Israeli strike leaves 9 members of a family dead in Rafah
RAFAH: Gaza’s civil defence agency said on Saturday an overnight Israeli strike killed nine members of a Palestinian family, including six children, in the southern city Rafah.
Separately, Israeli troops killed 10 people in the occupied West Bank.
Five children aged one to seven and a 16-year-old girl were among the dead, along with two women and a man, according to the city’s Al Najjar hospital.
“Nine martyrs including six children were pulled out from the rubble after Israeli air forces struck a house of the Radwan family in Tal al-Sultan in Rafah,” Gaza Civil Defence agency spokesman Mahmud Bassal said in a statement.
Outside the hospital an AFP journalist saw people grieving over small body bags. A woman stroked a dead boy’s forehead as planes rumbled overhead.
10 killed in West Bank attack; Erdogan urges Palestinian unity after meeting Hamas chief
“People were sleeping peacefully,” said neighbour Abu Mohammed Ziyadah.
“As you can see, there were no militants, not even male adults, except for the head of the family. They were all women and children.”

What this exercise asks>
**1)** Which people does the article on the Rafah strike mention by name?
**2)** Answer these questions from the article on the Rafah strike:
(a) Which hospital reported the ages of the dead?
(b) How many people did Israeli troops kill in the occupied West Bank?
(c) Whose house did the Israeli air forces strike?
This data has nothing to do with the article on the Rafah strike.

Data extract>
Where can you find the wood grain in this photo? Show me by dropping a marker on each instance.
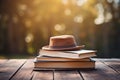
(43, 75)
(102, 72)
(8, 69)
(67, 75)
(22, 69)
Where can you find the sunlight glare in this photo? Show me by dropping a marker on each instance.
(78, 19)
(108, 17)
(67, 12)
(28, 23)
(99, 20)
(80, 2)
(65, 2)
(29, 38)
(59, 27)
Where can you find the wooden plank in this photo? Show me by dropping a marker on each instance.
(25, 72)
(43, 75)
(102, 72)
(67, 75)
(8, 69)
(114, 65)
(2, 61)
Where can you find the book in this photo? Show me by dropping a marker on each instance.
(47, 58)
(79, 54)
(64, 64)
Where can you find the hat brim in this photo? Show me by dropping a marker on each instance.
(63, 49)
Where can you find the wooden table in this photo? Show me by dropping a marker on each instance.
(22, 69)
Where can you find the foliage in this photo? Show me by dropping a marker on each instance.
(25, 26)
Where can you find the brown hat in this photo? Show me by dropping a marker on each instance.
(63, 42)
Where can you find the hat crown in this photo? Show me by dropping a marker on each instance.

Task-by-task answers>
**1)** Mahmud Bassal, Abu Mohammed Ziyadah, Erdogan

**2)**
(a) Al Najjar hospital
(b) 10
(c) The house of the Radwan family, in Tal al-Sultan in Rafah